** EXERCISE 1 **
Gather every line of the listing that contains the word "white", treating uppercase and lowercase letters as distinct.

··· DOCUMENT

Welcom to Read the Street: A Blog about Street Literature

I hope we can open an honest and intelligent conversation about Street Literature and its writers. I want to hear your comments and suggestions about the literature and its value to the African American literary community. Keep it clean and useful. Any comments which attempt to demean any individual or group of individuals will be immediately removed. So, read and speak up.

Monday, May 31, 2010

Flarf???

I was going to write this blog entry on the mundane topic of hip hop lit as the urban fairytale. I was. It was going to be a literate conversation about the elements of fairytale and make believe that characterize the literature of hip hop and why we should be paying attention. I was going to talk about girls and how fairytales inform their lives. It was going to be all pink frilly dresses and tea parties. Really. Now, I’ll have to get to that in my next entry because as I sat here eating my cereal this Wednesday before Memorial day (a completely irrelevant factoid) and perusing my husband’s Wall Street Journal something caught my eye. Mind you I hadn’t opened it yet, I was just flipping around the front page! There, right under the lead article about the U.S turning up the heat on BP (re: the oil spill in the gulf) and the ongoing saga of North and South Korea, was a little article about Flarf poetry. Yep, you heard me. On the front page of the Wall Street Journal was an article about Flarf poetry.

Some of you, no doubt, are wondering just what in all God’s green goodness is Flarf
poetry and even more importantly, what in the world does it have to do with Hip Hop Literature. First questions first. Flarf poetry is a kind of “found” poetry that gets its feet from the internet. According to the Wall Street Journal what happens is people use words from random search strings to create poetry… Okay. ..

If you say so.

As for the second question, the answer is simple: everything…and nothing.
It just made me angry that Stanford University professors could chime in on Flarf poetry which by definition is a kind “rubbish verse”, meaningless gibberish and the poetry can be featured at readings at the Whitney Museum and in credible literary magazines but if somebody brings up Hip Hop Literature we have to hear all about ignorance and illiteracy. Flarf poetry is about people looking for a new way to imagine poetry and language. The African American literary community could take a cue from this conversation.

I can already hear the arguments forming in the mouths of detractors. I know them all, save your breath. The point is, the academy decides what gets credibiity and what doesn’t. What this article confirmed for me is that Flarf poetry, poetry made up of random google-searched concepts that on their own mean nothing, can attain street cred because the peope who decide such things have decided that it deserves credibility. They want it to have credibiity because they need it to have credibility because they like it. Period.

······

** EXERCISE 2 **
Answer these questions about the blog post, one per line:
(a) In which newspaper did the writer see the article about Flarf poetry?
(b) According to the blog post, what do people use to create Flarf poetry?
(c) Which museum does the blog post name as a place where Flarf poetry has been featured at readings?

··· PROVIDED MATERIAL

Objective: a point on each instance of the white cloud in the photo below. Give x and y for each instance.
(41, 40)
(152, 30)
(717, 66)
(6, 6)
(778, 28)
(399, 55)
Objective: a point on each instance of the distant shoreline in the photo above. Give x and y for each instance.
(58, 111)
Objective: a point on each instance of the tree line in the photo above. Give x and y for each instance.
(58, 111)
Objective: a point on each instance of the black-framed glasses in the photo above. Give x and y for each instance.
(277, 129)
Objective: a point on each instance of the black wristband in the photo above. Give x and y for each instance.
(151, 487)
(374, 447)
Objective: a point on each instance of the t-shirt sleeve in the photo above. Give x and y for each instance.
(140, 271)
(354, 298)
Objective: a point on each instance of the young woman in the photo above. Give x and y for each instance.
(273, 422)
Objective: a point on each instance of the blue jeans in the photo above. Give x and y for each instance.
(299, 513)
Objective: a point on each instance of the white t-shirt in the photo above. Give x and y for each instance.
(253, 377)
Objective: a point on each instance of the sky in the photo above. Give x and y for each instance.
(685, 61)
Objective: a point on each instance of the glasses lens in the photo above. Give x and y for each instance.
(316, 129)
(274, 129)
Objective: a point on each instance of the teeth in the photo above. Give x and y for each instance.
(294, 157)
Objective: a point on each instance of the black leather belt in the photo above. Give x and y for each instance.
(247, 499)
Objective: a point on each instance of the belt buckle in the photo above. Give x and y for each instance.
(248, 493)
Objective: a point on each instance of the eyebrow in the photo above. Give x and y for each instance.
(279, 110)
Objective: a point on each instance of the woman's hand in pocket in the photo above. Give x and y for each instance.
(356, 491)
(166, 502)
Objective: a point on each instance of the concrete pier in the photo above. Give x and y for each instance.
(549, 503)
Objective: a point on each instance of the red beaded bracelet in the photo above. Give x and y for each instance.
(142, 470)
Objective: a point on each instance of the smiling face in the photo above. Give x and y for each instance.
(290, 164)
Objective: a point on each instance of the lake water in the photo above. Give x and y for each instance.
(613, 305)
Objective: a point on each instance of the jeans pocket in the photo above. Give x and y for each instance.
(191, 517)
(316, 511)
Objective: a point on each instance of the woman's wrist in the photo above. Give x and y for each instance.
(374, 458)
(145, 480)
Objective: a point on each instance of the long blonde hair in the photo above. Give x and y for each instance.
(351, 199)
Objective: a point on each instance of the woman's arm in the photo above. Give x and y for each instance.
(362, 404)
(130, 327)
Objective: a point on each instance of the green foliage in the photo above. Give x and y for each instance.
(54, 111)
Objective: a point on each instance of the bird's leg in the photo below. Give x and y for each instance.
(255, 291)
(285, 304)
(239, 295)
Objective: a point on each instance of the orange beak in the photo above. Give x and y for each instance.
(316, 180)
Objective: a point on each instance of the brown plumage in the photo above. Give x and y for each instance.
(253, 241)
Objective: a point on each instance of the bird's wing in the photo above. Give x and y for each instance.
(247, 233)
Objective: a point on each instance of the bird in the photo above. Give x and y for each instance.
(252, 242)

······

** RESPONSE 1 **
Objective: a point on each instance of the white cloud in the photo below. Give x and y for each instance.
Objective: a point on each instance of the white t-shirt in the photo above. Give x and y for each instance.

** RESPONSE 2 **
(a) The Wall Street Journal
(b) Words from random search strings
(c) The Whitney Museum